# START OF Dataset excerpts

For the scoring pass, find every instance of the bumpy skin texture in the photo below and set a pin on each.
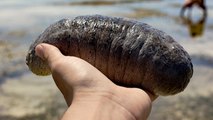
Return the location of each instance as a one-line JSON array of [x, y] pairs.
[[130, 53]]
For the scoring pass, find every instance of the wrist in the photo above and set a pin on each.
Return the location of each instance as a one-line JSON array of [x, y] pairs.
[[97, 108]]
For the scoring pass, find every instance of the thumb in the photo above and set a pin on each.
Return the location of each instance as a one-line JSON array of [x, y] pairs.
[[48, 53]]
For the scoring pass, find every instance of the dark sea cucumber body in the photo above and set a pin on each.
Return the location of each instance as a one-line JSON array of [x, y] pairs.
[[130, 53]]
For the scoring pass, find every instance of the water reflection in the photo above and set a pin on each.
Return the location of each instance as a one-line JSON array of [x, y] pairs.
[[196, 28], [189, 4], [100, 2]]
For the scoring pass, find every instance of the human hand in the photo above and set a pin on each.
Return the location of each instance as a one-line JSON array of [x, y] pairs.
[[89, 93]]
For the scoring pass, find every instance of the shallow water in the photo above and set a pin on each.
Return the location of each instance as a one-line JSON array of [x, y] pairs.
[[21, 21]]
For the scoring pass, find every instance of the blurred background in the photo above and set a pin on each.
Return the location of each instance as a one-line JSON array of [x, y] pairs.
[[25, 96]]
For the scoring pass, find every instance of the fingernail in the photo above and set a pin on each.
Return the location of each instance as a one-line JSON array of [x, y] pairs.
[[39, 51]]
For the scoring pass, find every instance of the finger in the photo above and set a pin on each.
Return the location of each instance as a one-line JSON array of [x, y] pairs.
[[48, 53]]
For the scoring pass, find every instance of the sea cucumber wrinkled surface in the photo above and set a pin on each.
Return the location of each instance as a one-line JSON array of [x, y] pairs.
[[130, 53]]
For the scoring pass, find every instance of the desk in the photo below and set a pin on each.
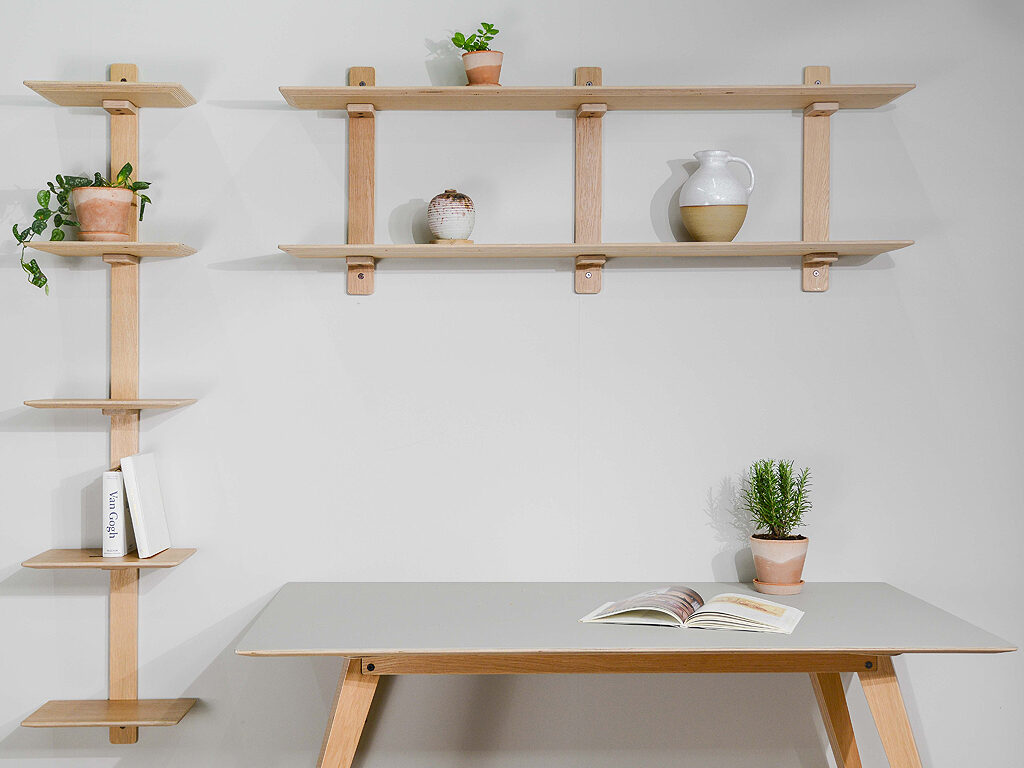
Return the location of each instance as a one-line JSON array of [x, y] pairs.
[[531, 628]]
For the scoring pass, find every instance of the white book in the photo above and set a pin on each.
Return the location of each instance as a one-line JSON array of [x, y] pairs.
[[145, 504], [118, 540]]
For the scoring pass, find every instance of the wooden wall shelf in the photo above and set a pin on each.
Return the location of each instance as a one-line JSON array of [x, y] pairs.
[[71, 93], [102, 713], [839, 248], [93, 559], [122, 97], [79, 248], [113, 404], [478, 97], [817, 98]]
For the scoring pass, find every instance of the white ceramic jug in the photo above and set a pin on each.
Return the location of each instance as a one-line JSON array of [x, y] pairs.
[[713, 202]]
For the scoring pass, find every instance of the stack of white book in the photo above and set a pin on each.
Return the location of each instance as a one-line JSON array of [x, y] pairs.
[[144, 527]]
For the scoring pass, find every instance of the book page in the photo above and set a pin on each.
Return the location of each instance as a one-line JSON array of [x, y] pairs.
[[734, 611], [669, 606]]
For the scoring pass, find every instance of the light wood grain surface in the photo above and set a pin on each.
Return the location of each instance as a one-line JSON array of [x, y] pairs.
[[571, 97], [361, 620], [861, 248], [72, 93]]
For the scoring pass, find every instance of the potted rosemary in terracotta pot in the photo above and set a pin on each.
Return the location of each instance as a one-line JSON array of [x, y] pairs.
[[483, 67], [777, 497], [101, 212]]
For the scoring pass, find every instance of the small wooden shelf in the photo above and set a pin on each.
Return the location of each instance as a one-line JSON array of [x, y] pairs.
[[142, 250], [101, 713], [108, 404], [614, 97], [861, 248], [70, 93], [93, 558]]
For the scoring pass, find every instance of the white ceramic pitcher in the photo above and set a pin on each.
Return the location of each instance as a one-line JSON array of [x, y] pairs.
[[713, 202]]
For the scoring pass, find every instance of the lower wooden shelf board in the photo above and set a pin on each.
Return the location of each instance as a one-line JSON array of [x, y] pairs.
[[102, 713], [93, 558], [841, 248], [110, 404]]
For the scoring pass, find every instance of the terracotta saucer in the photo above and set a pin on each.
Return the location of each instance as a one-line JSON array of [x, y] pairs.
[[769, 588]]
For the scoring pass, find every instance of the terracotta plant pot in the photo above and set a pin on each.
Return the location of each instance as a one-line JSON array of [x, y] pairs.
[[103, 213], [779, 563], [482, 67]]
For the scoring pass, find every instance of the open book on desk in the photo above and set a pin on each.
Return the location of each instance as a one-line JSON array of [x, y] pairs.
[[681, 606]]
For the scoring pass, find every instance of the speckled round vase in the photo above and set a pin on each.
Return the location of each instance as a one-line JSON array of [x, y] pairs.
[[779, 563], [451, 216], [482, 67], [103, 213], [713, 202]]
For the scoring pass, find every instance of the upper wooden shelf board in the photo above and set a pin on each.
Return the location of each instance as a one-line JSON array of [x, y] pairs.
[[102, 713], [70, 93], [862, 248], [614, 97], [93, 558], [142, 250], [86, 402]]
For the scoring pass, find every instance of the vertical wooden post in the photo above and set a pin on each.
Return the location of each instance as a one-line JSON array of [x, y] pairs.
[[588, 183], [124, 426], [361, 125], [816, 185]]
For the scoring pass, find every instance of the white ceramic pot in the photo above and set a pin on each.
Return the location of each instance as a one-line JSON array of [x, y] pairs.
[[779, 564], [483, 67], [451, 216], [103, 213], [713, 202]]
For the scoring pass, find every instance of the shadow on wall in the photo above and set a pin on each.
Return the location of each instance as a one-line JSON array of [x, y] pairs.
[[732, 527]]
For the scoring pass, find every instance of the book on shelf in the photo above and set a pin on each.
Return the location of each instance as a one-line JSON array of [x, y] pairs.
[[118, 536], [681, 606], [145, 504]]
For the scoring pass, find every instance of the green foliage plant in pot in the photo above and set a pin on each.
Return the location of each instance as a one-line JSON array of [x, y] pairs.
[[777, 497], [483, 67], [101, 211]]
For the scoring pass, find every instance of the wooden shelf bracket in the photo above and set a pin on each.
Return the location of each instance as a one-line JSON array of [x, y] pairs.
[[588, 183], [816, 181], [361, 132]]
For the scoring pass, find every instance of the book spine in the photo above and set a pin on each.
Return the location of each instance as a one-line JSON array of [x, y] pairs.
[[115, 522]]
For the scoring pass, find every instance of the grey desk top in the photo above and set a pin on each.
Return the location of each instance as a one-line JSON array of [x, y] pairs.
[[366, 619]]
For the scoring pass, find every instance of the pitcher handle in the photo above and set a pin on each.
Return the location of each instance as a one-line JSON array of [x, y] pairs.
[[734, 159]]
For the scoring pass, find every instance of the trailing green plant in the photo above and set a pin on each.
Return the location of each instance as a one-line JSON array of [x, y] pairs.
[[479, 40], [777, 497], [58, 192]]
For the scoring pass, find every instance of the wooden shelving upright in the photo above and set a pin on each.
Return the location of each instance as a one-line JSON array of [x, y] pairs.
[[591, 100], [121, 96]]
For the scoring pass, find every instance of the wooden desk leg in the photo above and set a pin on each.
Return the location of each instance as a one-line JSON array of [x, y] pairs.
[[882, 691], [348, 715], [836, 714]]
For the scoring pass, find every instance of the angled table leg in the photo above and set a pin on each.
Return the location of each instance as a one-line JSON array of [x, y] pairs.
[[882, 691], [351, 702], [836, 714]]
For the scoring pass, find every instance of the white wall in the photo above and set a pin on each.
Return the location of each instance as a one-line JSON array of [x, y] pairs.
[[481, 421]]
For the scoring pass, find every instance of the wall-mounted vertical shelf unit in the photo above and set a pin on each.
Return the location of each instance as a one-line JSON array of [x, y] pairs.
[[122, 96], [817, 99]]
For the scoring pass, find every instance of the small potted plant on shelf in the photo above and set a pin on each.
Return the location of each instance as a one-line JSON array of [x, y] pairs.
[[777, 497], [102, 212], [483, 67]]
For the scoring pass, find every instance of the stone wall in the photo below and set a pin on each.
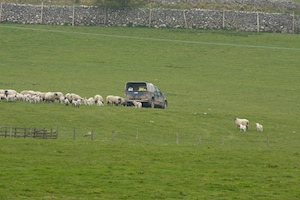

# END OF Dataset excerpts

## Stated problem
Find every line above that contains the word "ceramic" and copy each one out. Match case exactly.

## The reply
For the scoring pass, find every instance of the white ceramic jug in the photo above and set a pin on each.
For the scoring pass, find every instance of the white ceramic pitcher in the photo above and set a pin on each.
For the scoring pass, find every instance of the white ceramic pot in the photo above and set a pin on each.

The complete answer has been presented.